Yapılacak İşler
1. ABD'nin Suriye'deki varlığı üzerine yazıda, farklı düşünce gruplarının ABD'nin amacına dair ileri sürdüğü görüşler nelerdir? Hepsini sıralayın.
2. ABD'nin Suriye'deki varlığı üzerine yazıyı kaldığı yerden sürdürür müsünüz?

Belge Bölümü
———

Bu sorunun yanıtı, Leninistler için bilinmeyen bir şey değildi; bizi izleyen okurlarımız bu gerçeği gayet iyi bilir.
Ancak Leninistler için çok açık olan bir şey, başkaları için aynı açıklıkta değildi. Kürdistan’da hayli yaygın bir grup düşünceye göre ABD Kürt ulusunun özgürlüğü, kendi devletine sahip olması için çalışıyor. Bu açıdan Türk şoven ve sosyal şovenleri ile bu düşüncede birleşiyorlar; bir farkla ki, ikinciler bu iddiayı Türkiye’de sosyal şovenizmi körüklemek için bir olguymuş gibi öne sürüyorlar. Bir başka grup, ABD’nin Suriye’deki varlığını Suriye petrollerine konma amacıyla açıklıyor. Nihayetinde bir grup düşünce, ABD’nin Suriye ve hatta Irak’taki varlığını IŞİD’le mücadele isteğine bağlıyor ve IŞİD bitirilince ABD’nin de çekip gideceğini ileri sürüyor.
Bu örnekler çoğaltılabilir ama James Jeffrey, 6 Kasım’da yaptığı açıklamayla bizi tüm bu tahmin zahmetinden kurtardı. Bu Amerikalı sülüğün, (bu arada “sülük”lere haksızlık yaptığımızın farkındayız; zira sülükler bazen tedavi amaçlı olarak kullanılabiliyorlar, bu adam ve temsil ettiği devlet insanlığa safi zarardan ibarettir) Syria Direct haber sitesine bir değerlendirme yapıyor. Site, değerlendirmeyi haberleştirirken şu başlıkla veriyor: “Suriye’deki PKK varlığına son vermeye çalışıyoruz”
Aslında değerlendirmenin haberleştirilmiş halinin başlığı çok şeyi açıklamaya yetiyor. Ama “şeytan ayrıntıda gizlidir” derler. Başlıktaki açıklık, gerçekte ABD’nin amacının sadece bir kısmını açıklıyor. Diğer kısımları şöyle:
“PKK kadrosunun Suriye'den çıktığını görmek istiyoruz. Bu, Türkiye ile Suriye'nin kuzeydoğusunda var olan gerginliğin temel nedeni. Biz bu gerginliği azaltmak istiyoruz. Çünkü kuzeydoğu dışındaki tüm bölgelerde Türkiye ile çok yakın koordinasyon içinde çalışıyoruz. Kuzeydoğu'da bile dediğim gibi Türkiye ile askeri açıdan bir anlaşmamız var.”

———

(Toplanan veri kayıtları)
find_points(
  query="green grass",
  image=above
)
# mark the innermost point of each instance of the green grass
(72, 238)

———

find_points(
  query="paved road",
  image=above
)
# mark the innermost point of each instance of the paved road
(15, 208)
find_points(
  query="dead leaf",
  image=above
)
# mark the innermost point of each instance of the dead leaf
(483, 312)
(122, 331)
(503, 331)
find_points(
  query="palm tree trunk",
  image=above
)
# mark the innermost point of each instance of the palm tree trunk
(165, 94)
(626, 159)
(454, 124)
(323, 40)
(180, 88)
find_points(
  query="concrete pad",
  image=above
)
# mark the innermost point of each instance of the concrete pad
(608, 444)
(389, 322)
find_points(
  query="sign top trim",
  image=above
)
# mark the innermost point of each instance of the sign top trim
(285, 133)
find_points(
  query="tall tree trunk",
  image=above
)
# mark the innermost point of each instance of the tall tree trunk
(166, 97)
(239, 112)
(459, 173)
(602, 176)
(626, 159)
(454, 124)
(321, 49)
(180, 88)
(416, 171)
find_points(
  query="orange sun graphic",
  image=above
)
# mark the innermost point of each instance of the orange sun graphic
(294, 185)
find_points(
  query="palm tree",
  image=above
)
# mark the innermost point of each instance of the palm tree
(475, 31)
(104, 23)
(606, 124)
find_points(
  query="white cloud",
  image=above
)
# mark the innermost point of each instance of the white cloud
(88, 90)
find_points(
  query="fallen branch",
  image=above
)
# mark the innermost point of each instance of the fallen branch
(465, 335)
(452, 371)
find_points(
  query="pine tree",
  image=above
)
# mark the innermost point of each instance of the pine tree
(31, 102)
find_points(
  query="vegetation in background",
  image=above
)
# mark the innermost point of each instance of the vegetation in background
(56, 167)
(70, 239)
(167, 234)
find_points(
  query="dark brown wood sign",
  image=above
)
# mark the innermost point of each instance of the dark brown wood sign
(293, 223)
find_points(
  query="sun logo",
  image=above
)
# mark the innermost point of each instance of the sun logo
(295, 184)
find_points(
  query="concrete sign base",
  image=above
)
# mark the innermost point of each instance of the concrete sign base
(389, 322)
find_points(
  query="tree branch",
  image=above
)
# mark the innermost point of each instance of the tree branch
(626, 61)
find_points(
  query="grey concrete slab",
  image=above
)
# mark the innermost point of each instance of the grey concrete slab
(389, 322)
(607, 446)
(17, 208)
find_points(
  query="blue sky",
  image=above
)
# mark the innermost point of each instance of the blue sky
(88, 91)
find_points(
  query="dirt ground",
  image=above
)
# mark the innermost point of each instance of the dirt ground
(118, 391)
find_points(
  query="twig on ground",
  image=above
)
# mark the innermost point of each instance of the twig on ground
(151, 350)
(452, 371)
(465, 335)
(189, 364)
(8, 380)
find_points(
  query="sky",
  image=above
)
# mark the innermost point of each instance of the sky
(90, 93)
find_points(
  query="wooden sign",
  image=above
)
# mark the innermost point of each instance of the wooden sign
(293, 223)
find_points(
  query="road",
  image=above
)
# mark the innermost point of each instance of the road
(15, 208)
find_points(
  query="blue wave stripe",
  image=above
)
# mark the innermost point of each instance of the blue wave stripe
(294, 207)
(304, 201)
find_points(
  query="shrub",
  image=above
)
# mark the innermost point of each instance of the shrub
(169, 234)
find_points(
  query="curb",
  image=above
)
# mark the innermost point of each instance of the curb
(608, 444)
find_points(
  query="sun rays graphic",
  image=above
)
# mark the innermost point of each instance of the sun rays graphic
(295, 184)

———

Görev Yanıtları
1.
- ABD, Kürt ulusunun özgürlüğü ve kendi devletine sahip olması için çalışıyor.
- ABD'nin Suriye'deki varlığının amacı Suriye petrollerine konmak.
- ABD Suriye'de, hatta Irak'ta IŞİD'le mücadele etmek için bulunuyor ve IŞİD bitirilince çekip gidecek.

2.
Şimdi bu sülüğün bu sözlerle ne demek istediğine yakından bakalım. Birincisi, Suriye’de PKK yok. PKK’nin Suriye’de olduğu iddiası faşist devlete aittir. Anlaşılan ABD, bu konuda Türkiye ile tamamen görüş birliği içinde. İkincisi, Suriye’de PKK ile aynı ya da yakın bakış açısına, aynı ideolojik temele sahip PYD ve Özerk Yönetim var. Yoksa Jeffrey ve temsil ettiği ABD, bu güçleri tasfiye etmek istiyor olmasın? Cümleyi soru biçiminde kurmamıza bakılmasın. ABD’nin amacının tam da bu olduğundan toz zerresi kadar şüphemiz yok.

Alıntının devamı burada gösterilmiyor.